Task instructions
Put the stretch of the listing below, from the line containing "Locate the red court" through the line containing "x=932, y=515", into a numbered list with no blank lines. Include only those lines.

··· Working data ···

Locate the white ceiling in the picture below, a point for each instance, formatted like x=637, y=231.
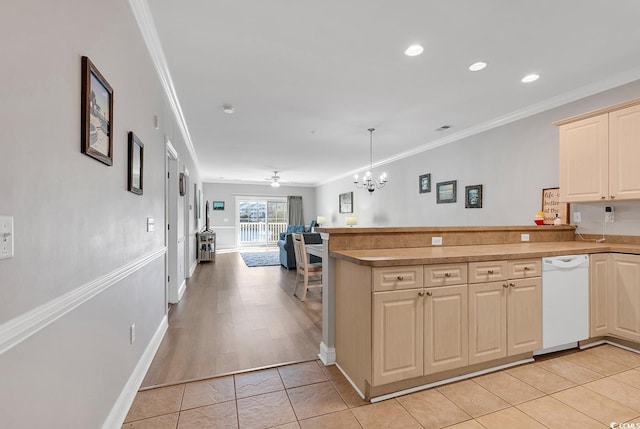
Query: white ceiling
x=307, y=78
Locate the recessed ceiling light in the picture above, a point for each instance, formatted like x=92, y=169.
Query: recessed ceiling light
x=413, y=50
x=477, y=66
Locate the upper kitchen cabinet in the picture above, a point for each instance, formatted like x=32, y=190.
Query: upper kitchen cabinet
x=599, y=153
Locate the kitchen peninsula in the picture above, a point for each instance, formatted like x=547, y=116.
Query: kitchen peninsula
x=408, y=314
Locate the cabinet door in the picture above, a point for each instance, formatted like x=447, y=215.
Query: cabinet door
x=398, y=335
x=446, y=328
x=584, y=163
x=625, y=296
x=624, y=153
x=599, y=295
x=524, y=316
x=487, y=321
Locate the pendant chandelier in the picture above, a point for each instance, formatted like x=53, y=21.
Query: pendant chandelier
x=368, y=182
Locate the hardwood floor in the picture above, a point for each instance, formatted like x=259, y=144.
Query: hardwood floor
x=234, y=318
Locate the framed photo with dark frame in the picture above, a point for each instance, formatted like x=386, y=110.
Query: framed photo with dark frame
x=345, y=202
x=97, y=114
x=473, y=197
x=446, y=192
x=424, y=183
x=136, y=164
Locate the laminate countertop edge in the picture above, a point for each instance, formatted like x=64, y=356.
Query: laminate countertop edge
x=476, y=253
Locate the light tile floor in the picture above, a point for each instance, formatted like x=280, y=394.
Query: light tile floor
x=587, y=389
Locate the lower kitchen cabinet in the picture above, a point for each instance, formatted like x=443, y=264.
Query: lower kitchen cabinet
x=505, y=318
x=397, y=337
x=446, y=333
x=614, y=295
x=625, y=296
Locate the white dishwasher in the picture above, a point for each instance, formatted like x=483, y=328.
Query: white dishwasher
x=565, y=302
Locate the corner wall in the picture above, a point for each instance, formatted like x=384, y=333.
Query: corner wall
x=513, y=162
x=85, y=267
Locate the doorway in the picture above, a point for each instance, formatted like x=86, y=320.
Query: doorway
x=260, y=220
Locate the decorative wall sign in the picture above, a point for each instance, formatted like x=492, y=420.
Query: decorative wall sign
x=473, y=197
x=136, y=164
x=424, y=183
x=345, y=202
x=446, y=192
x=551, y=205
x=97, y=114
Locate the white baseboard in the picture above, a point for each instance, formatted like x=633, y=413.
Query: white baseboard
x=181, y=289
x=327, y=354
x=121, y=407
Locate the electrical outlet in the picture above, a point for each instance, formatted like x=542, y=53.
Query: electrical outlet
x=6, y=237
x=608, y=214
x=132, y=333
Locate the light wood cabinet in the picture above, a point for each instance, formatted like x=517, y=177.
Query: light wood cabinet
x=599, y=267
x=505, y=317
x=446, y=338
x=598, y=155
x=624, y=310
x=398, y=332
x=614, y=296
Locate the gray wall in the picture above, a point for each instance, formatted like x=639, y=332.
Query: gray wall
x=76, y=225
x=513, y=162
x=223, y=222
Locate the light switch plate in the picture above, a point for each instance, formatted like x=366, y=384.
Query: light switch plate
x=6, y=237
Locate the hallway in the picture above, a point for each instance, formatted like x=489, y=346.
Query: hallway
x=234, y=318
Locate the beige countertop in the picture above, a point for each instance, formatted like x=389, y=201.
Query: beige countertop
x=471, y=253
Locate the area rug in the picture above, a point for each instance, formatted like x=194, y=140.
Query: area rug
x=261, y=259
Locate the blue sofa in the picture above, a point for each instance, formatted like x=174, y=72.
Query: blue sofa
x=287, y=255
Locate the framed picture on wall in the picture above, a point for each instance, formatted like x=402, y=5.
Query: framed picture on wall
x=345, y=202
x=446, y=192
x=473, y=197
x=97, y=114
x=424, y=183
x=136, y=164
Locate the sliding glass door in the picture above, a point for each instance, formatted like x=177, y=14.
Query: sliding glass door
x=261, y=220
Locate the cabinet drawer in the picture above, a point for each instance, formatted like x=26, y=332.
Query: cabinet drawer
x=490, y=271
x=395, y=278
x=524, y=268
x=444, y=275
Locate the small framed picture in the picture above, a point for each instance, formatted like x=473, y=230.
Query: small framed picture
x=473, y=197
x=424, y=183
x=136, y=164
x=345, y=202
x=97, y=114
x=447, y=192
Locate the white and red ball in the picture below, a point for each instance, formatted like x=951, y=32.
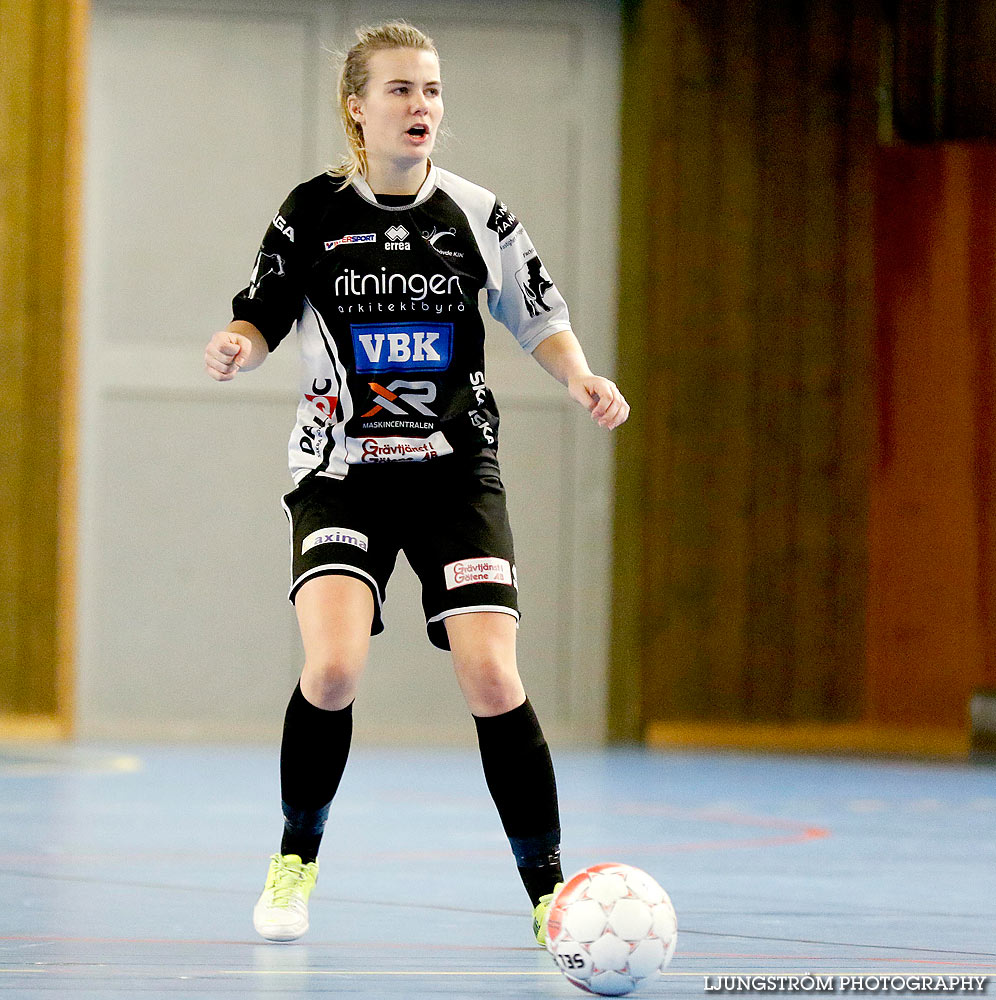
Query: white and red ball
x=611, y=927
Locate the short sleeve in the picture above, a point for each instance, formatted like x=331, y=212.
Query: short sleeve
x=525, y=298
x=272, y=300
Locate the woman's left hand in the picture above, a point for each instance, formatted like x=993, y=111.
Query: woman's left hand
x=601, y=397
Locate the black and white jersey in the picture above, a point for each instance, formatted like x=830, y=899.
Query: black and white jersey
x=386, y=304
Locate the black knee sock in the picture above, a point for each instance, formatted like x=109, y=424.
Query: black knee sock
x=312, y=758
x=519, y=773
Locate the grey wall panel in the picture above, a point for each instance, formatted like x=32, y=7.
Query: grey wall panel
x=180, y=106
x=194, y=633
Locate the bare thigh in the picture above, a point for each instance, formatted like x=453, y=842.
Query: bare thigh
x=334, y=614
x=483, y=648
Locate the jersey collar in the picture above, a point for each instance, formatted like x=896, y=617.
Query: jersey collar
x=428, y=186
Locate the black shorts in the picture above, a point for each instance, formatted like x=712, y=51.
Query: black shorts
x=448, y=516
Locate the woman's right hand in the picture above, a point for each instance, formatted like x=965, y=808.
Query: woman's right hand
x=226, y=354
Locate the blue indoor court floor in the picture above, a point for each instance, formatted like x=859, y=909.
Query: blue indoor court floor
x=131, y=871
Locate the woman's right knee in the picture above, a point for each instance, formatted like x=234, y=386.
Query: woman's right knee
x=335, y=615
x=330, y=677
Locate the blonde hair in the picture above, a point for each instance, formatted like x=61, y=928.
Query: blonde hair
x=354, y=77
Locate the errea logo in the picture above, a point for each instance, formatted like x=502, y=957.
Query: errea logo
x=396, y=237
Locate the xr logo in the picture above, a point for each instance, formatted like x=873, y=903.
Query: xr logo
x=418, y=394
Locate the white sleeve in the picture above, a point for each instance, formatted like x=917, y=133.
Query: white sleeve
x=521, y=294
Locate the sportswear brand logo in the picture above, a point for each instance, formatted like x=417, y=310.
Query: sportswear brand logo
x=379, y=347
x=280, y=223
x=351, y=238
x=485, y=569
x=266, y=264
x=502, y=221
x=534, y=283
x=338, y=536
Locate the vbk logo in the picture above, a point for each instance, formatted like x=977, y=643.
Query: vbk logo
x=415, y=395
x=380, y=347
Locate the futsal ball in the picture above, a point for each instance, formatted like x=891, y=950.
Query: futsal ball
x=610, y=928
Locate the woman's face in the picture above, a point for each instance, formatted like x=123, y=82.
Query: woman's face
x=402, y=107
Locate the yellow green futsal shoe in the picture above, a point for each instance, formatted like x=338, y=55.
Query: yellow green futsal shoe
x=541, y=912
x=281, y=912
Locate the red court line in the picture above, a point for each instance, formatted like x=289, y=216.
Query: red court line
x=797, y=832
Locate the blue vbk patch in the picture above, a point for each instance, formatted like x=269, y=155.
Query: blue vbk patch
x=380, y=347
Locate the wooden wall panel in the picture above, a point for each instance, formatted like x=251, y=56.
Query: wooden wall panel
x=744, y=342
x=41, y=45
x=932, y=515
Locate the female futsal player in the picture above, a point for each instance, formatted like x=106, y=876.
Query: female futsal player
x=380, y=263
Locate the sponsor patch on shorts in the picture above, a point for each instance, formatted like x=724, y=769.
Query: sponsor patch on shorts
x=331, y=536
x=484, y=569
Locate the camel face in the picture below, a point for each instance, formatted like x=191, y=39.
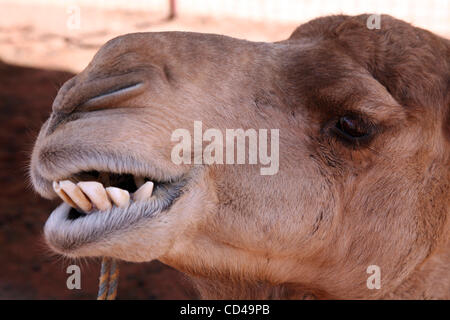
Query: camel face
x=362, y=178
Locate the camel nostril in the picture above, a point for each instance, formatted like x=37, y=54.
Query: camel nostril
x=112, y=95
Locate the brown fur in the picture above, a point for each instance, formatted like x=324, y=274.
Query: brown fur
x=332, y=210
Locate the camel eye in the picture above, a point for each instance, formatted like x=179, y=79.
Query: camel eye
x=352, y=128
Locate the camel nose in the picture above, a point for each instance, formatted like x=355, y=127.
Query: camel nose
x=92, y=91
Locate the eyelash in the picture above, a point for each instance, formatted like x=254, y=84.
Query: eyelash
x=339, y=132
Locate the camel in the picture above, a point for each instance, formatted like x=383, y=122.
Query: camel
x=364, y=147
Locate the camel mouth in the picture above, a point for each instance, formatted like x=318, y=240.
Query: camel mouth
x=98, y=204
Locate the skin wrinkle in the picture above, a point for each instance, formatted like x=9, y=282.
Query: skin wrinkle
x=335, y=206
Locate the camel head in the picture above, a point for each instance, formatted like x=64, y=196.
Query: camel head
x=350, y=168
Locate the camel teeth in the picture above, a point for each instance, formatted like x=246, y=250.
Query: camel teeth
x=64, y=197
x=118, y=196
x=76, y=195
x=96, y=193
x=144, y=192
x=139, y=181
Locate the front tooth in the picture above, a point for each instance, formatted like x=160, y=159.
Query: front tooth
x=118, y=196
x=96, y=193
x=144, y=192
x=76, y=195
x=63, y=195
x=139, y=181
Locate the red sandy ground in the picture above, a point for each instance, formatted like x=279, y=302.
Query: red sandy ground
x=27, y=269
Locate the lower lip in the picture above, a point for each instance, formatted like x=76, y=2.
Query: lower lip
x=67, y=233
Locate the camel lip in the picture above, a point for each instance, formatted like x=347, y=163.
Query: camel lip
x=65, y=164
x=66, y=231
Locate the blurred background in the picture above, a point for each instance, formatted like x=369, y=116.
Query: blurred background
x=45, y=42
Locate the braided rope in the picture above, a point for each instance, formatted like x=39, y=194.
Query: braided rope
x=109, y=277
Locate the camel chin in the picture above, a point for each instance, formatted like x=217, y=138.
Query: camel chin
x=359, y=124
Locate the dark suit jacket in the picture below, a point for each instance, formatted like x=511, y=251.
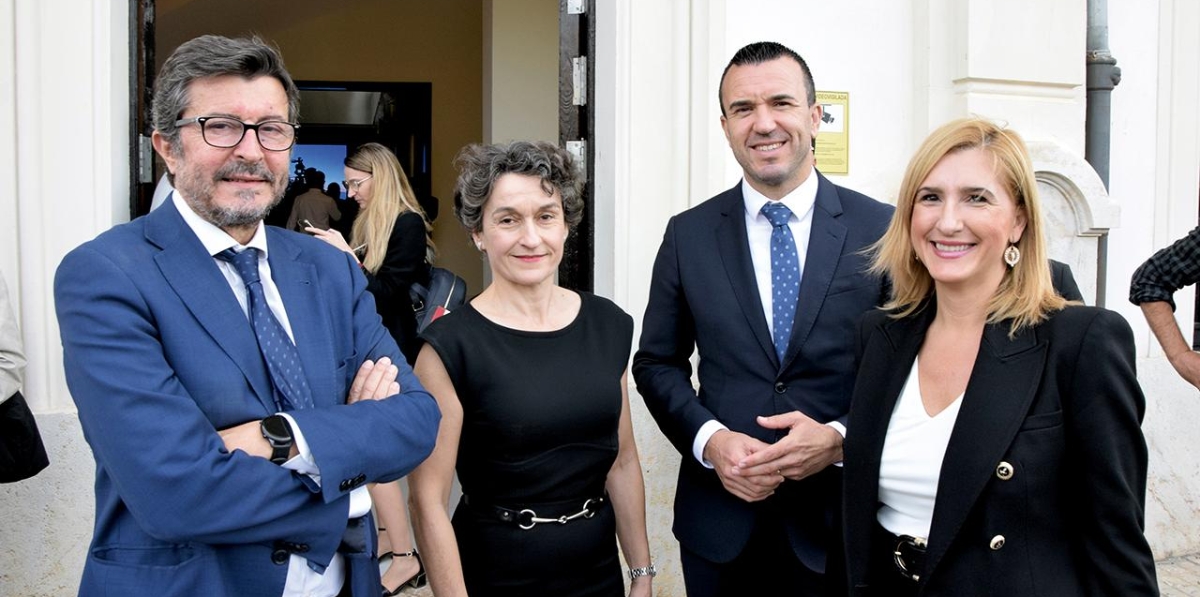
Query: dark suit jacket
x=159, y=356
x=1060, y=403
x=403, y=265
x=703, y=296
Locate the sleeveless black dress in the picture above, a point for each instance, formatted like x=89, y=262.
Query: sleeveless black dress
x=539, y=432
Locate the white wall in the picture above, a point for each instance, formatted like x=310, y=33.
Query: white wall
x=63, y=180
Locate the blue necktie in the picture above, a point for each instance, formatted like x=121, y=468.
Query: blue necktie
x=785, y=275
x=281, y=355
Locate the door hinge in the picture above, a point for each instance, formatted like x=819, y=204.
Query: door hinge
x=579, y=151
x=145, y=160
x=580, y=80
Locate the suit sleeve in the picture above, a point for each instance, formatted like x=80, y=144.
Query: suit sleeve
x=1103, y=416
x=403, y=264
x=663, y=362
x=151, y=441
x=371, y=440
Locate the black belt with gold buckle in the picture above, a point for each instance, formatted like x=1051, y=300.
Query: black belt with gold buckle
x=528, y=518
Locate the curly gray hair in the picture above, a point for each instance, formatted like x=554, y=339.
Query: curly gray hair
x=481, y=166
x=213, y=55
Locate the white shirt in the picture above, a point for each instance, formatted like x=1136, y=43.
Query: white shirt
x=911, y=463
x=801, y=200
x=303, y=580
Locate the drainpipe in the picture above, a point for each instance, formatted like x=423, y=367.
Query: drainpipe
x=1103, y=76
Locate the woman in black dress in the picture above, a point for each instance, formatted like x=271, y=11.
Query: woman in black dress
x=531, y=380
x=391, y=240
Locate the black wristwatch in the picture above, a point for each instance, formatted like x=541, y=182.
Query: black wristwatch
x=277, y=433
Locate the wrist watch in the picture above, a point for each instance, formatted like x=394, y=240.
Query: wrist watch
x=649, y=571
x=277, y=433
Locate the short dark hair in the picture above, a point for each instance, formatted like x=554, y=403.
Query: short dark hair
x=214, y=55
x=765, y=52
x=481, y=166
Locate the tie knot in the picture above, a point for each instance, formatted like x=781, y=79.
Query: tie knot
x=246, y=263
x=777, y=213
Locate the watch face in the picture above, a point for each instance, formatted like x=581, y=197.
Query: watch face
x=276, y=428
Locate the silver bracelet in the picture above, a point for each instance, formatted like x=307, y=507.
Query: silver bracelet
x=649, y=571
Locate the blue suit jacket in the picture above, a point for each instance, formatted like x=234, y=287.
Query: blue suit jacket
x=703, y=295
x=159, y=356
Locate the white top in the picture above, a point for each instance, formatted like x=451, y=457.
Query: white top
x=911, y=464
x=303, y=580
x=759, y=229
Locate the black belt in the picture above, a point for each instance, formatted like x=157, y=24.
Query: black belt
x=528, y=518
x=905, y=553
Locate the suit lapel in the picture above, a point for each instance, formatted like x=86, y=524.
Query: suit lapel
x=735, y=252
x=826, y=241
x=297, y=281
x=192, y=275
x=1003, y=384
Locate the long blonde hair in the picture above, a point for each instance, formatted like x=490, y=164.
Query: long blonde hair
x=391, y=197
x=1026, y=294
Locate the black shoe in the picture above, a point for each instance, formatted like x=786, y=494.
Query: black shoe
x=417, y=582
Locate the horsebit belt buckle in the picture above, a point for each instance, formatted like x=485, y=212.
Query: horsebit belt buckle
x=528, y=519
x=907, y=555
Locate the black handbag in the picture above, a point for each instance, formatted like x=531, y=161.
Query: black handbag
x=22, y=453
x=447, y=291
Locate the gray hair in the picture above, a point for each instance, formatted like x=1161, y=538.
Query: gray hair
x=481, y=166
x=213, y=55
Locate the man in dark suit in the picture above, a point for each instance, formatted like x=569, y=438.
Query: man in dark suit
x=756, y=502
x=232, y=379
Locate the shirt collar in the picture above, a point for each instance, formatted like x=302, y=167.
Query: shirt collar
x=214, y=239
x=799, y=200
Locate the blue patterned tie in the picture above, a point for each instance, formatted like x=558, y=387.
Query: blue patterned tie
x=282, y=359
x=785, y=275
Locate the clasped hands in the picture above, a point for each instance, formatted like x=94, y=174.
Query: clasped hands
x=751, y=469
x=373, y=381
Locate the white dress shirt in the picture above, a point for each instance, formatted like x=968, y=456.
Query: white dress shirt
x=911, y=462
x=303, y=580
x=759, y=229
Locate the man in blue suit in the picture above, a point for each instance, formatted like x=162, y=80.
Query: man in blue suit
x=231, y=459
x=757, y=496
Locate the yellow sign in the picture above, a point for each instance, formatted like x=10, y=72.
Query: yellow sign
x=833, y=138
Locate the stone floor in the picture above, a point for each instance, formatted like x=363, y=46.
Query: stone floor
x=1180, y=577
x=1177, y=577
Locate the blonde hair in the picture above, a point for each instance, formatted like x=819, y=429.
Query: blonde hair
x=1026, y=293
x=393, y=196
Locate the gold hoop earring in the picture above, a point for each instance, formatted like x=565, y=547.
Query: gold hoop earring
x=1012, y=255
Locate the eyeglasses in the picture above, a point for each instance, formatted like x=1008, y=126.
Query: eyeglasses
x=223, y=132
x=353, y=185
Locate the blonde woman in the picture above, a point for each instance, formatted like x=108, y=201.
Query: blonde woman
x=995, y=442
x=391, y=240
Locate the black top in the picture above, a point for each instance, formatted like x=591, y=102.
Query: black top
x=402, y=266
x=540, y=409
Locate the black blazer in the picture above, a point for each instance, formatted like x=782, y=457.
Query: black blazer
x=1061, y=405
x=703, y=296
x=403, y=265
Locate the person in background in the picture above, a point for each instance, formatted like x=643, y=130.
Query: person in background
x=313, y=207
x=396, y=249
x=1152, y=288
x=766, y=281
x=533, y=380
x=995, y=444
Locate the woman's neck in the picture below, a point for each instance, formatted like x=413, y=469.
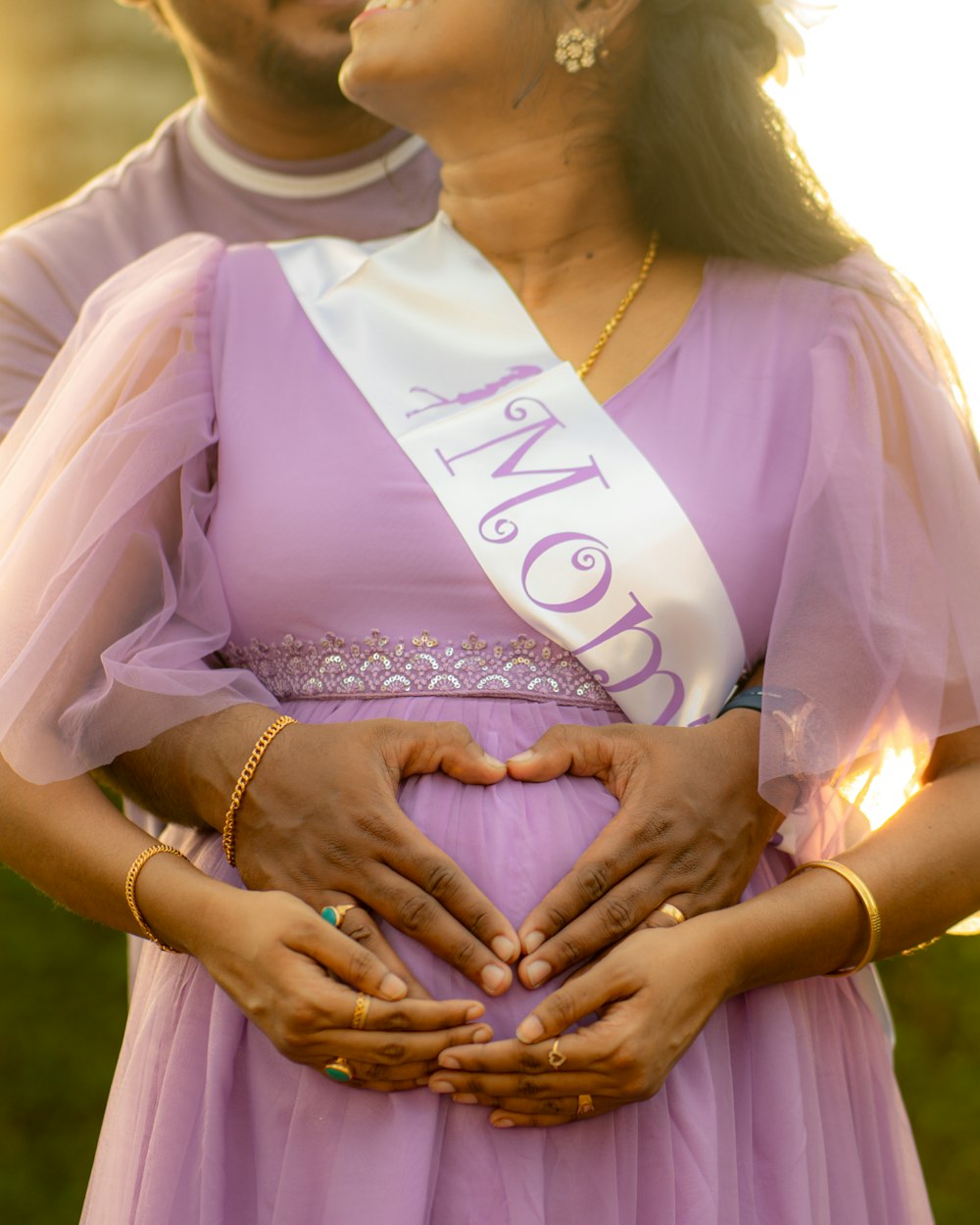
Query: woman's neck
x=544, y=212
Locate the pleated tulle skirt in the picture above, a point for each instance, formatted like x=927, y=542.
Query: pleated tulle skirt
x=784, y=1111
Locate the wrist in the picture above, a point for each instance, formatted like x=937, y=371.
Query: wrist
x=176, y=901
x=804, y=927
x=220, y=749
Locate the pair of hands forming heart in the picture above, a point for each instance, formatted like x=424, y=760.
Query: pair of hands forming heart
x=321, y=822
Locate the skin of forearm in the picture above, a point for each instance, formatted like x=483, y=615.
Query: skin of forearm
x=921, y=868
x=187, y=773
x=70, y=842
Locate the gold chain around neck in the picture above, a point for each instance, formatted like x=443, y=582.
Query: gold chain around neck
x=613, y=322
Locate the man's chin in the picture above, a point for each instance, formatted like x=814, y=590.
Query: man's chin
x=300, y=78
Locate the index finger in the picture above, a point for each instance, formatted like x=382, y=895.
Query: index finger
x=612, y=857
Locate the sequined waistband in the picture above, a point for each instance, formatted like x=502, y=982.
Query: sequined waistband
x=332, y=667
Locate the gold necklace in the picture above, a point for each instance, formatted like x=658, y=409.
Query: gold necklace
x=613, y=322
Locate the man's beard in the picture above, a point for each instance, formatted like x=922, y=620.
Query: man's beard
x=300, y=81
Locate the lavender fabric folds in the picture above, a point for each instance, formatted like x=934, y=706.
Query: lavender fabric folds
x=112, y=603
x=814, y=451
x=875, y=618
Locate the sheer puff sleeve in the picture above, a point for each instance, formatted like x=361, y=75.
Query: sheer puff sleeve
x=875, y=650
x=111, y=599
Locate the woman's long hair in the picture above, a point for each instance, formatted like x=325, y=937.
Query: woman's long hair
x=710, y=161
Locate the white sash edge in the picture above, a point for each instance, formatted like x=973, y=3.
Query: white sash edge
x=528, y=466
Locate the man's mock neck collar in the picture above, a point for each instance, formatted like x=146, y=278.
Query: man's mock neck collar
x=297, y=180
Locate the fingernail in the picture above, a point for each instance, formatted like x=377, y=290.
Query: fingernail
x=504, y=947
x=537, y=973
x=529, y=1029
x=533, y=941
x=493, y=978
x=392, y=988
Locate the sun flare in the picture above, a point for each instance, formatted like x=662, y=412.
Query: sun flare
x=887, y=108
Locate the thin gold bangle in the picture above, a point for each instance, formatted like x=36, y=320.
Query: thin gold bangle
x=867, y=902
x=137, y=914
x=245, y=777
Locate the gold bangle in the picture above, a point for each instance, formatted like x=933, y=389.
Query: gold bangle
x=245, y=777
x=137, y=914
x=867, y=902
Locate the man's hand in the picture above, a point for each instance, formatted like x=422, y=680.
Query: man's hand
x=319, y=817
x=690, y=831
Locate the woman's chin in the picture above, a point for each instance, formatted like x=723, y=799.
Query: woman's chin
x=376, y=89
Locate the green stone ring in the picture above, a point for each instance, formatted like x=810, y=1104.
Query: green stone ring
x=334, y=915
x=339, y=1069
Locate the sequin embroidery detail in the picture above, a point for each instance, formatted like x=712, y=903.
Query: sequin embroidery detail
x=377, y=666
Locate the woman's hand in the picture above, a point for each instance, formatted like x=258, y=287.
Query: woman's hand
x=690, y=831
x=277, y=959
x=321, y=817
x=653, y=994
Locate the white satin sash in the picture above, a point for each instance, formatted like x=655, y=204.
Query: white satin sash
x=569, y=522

···

Exercise response
1. Locate the red court line in the picture above, a point for each instance, formatted like x=289, y=216.
2. Query: red court line
3. x=797, y=832
4. Locate the blue vbk patch in the picture above, a point for each instance, formatted like x=269, y=155.
5. Query: blue vbk patch
6. x=380, y=347
7. Locate the wooden wall panel in the picture above, a point for each instance, formatted like x=251, y=56.
8. Query: wooden wall panel
9. x=744, y=342
10. x=41, y=45
11. x=932, y=515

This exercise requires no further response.